Data listing:
§ §

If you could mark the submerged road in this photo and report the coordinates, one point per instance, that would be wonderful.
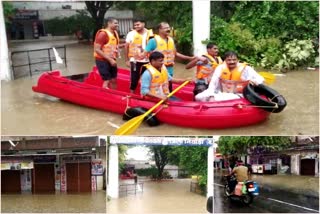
(264, 203)
(25, 112)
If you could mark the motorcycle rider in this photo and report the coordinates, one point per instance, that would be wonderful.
(242, 174)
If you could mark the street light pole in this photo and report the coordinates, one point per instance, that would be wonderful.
(201, 25)
(5, 73)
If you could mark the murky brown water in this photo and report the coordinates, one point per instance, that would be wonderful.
(55, 203)
(164, 197)
(27, 113)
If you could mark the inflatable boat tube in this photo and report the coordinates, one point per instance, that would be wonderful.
(137, 111)
(274, 103)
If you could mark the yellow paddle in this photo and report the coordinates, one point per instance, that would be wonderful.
(131, 126)
(269, 78)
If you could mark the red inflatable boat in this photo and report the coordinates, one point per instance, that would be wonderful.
(86, 90)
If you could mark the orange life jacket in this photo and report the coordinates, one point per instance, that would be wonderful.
(230, 81)
(110, 48)
(167, 48)
(135, 47)
(160, 80)
(204, 72)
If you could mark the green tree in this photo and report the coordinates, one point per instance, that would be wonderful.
(194, 159)
(162, 156)
(177, 14)
(287, 20)
(240, 145)
(97, 10)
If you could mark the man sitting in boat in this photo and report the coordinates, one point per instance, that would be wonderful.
(229, 79)
(155, 79)
(206, 64)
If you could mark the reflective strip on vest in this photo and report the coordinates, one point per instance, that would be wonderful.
(205, 72)
(231, 82)
(159, 81)
(166, 48)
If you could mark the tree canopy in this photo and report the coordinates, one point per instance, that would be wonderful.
(240, 145)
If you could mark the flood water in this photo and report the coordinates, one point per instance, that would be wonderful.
(161, 197)
(25, 112)
(54, 203)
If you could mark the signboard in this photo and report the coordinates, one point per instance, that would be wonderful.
(96, 167)
(76, 158)
(17, 165)
(44, 159)
(93, 183)
(63, 186)
(161, 141)
(26, 15)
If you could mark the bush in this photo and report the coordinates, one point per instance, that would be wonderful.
(296, 53)
(152, 171)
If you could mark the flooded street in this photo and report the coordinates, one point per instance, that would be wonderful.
(25, 112)
(54, 203)
(164, 197)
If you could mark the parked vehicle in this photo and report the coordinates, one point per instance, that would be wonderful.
(245, 191)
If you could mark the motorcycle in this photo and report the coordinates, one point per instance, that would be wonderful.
(244, 192)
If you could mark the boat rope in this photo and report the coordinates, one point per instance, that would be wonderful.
(153, 114)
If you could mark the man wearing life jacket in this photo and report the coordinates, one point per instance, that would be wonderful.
(136, 42)
(165, 44)
(106, 46)
(229, 79)
(206, 64)
(155, 79)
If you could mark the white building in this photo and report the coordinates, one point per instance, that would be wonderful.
(29, 21)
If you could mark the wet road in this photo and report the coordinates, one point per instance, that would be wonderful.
(54, 203)
(160, 197)
(27, 113)
(261, 204)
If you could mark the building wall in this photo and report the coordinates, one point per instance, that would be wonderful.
(101, 154)
(295, 164)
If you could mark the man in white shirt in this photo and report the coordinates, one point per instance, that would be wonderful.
(136, 41)
(229, 79)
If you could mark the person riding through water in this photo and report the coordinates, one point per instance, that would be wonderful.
(106, 45)
(136, 42)
(241, 172)
(206, 64)
(229, 79)
(162, 42)
(155, 79)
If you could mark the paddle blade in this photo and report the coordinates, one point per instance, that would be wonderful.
(56, 55)
(269, 78)
(130, 126)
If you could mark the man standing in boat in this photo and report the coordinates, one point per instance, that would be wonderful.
(106, 46)
(229, 79)
(136, 42)
(206, 64)
(165, 44)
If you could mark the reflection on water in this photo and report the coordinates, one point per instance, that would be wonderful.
(161, 197)
(50, 116)
(55, 203)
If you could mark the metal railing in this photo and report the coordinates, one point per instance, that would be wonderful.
(28, 62)
(130, 189)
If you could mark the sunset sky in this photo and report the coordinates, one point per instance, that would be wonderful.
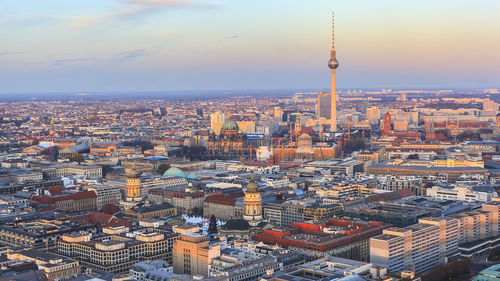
(165, 45)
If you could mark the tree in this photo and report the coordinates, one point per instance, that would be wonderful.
(212, 225)
(77, 157)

§ §

INSTRUCTIONS FOR THE TASK
Convert the records above into a Markdown table with two columns, Row and Line, putting each line in its own row with a running number. Skip blank lines and leave out the pictures.

EXPECTED OUTPUT
| Row | Line |
|---|---|
| 1 | If you could mark the submerged road in this photo and report the coordinates, one point per instance, that would be wonderful. |
| 2 | (264, 203) |
| 3 | (25, 112) |
| 4 | If you could mark the motorcycle rider in this photo and report the coordinates, one point per instance, that would be wonderful. |
| 5 | (242, 174) |
| 6 | If you could mark the street light pole in this photo and report the coordinates, one point per instance, that would be wonderful. |
| 7 | (201, 25) |
| 8 | (5, 73) |
| 9 | If you could mark the murky brown water in this photo and report the coordinates, one point per instance, that would be wonderful. |
| 10 | (55, 203) |
| 11 | (164, 197) |
| 12 | (27, 113) |
| 13 | If you could mark the inflatable boat tube in this photo and report the coordinates, one point per instance, that would be wonderful. |
| 14 | (137, 111) |
| 15 | (274, 103) |
| 16 | If you could mark the yellow paddle in this photo and report the coordinates, one point per instance, that would be wonderful. |
| 17 | (131, 126) |
| 18 | (269, 78) |
| 19 | If you could mark the red inflatable boat in this photo and report the coordinates, one point per instance, that would be wonderful. |
| 20 | (86, 90) |
| 21 | If you could mark the orange life jacket in this photo and report the coordinates, one point per instance, that would be wonderful. |
| 22 | (230, 81) |
| 23 | (110, 48) |
| 24 | (167, 48) |
| 25 | (135, 47) |
| 26 | (160, 80) |
| 27 | (204, 72) |
| 28 | If you could mark the green tree in this photo and report the coordinates, one point per instance, that would be wonderful. |
| 29 | (194, 159) |
| 30 | (162, 156) |
| 31 | (177, 14) |
| 32 | (287, 20) |
| 33 | (240, 145) |
| 34 | (97, 10) |
| 35 | If you could mark the man sitting in boat in this photo and report the coordinates, one point per instance, that would be wonderful. |
| 36 | (229, 79) |
| 37 | (155, 79) |
| 38 | (206, 64) |
| 39 | If you could mark the reflective strip on vest in this photo and report the coordinates, one point per instance, that would be wonderful. |
| 40 | (205, 72) |
| 41 | (231, 82) |
| 42 | (159, 81) |
| 43 | (166, 48) |
| 44 | If you could mark the tree canopy in this photo and report the coordinates, one point per instance, that would be wonderful. |
| 45 | (240, 145) |
| 46 | If you could mark the flood water in this photo and report the coordinates, one point per instance, that would be wonderful. |
| 47 | (161, 197) |
| 48 | (25, 112) |
| 49 | (54, 203) |
| 50 | If you could mark the signboard in this photo and report the coordinates, one point per instance, that would be wonderful. |
| 51 | (96, 167) |
| 52 | (76, 158) |
| 53 | (17, 165) |
| 54 | (44, 159) |
| 55 | (93, 183) |
| 56 | (63, 186) |
| 57 | (161, 141) |
| 58 | (26, 15) |
| 59 | If you could mark the bush in this photo and report the coordinates, one point per instance, that would be wonderful. |
| 60 | (296, 53) |
| 61 | (152, 171) |
| 62 | If you could mark the flooded street in this photo and report the coordinates, one point per instance, that would be wonderful. |
| 63 | (25, 112) |
| 64 | (54, 203) |
| 65 | (164, 197) |
| 66 | If you could mark the parked vehicle in this photo and report the coordinates, one point per instance, that would be wonderful. |
| 67 | (245, 191) |
| 68 | If you could mark the motorcycle in this photo and report the coordinates, one point per instance, that would be wonderful. |
| 69 | (244, 192) |
| 70 | If you could mark the boat rope in this photo and report the coordinates, one point per instance, that would be wonderful. |
| 71 | (153, 114) |
| 72 | If you could mark the man wearing life jacket in this photo and report the coordinates, one point per instance, that would be wonderful. |
| 73 | (136, 42) |
| 74 | (165, 44) |
| 75 | (106, 46) |
| 76 | (229, 79) |
| 77 | (206, 64) |
| 78 | (155, 79) |
| 79 | If you could mark the white building in this photo and report the coordinates, one point per instance, that would be wonderful. |
| 80 | (29, 21) |
| 81 | If you could mark the wet road in this photo and report the coordinates, one point per instance, that would be wonderful. |
| 82 | (54, 203) |
| 83 | (160, 197) |
| 84 | (27, 113) |
| 85 | (261, 204) |
| 86 | If you could mark the building wall in this photo and report the coordinates, one point per instance, that would be wonderful. |
| 87 | (101, 154) |
| 88 | (295, 164) |
| 89 | If you could mark the man in white shirt in this photo and report the coordinates, one point per instance, that would be wonderful. |
| 90 | (136, 41) |
| 91 | (229, 79) |
| 92 | If you could mark the person riding through water in this photo and report the coordinates, one point per instance, that would be wonderful. |
| 93 | (106, 45) |
| 94 | (136, 42) |
| 95 | (241, 172) |
| 96 | (206, 64) |
| 97 | (229, 79) |
| 98 | (162, 42) |
| 99 | (155, 79) |
| 100 | If you could mark the paddle blade in this photo and report the coordinates, one point per instance, that would be wonderful. |
| 101 | (56, 55) |
| 102 | (269, 78) |
| 103 | (130, 126) |
| 104 | If you could mark the man standing in boat in this photo and report the coordinates, one point per instance, that would be wonderful. |
| 105 | (106, 46) |
| 106 | (229, 79) |
| 107 | (136, 42) |
| 108 | (206, 64) |
| 109 | (165, 44) |
| 110 | If you could mark the reflection on water in this photo and report the coordinates, one point per instance, that would be wonderful. |
| 111 | (161, 197) |
| 112 | (50, 116) |
| 113 | (55, 203) |
| 114 | If you could mark the metal railing in this photo and report the coordinates, one point per instance, that would be wonderful. |
| 115 | (28, 62) |
| 116 | (130, 189) |
| 117 | If you could mark the sunset sky in this photo and report the coordinates, one point per instance, that would be wonderful. |
| 118 | (165, 45) |
| 119 | If you could mark the tree in this photo and report the coordinates, one point per instance, that would be wonderful. |
| 120 | (212, 225) |
| 121 | (77, 157) |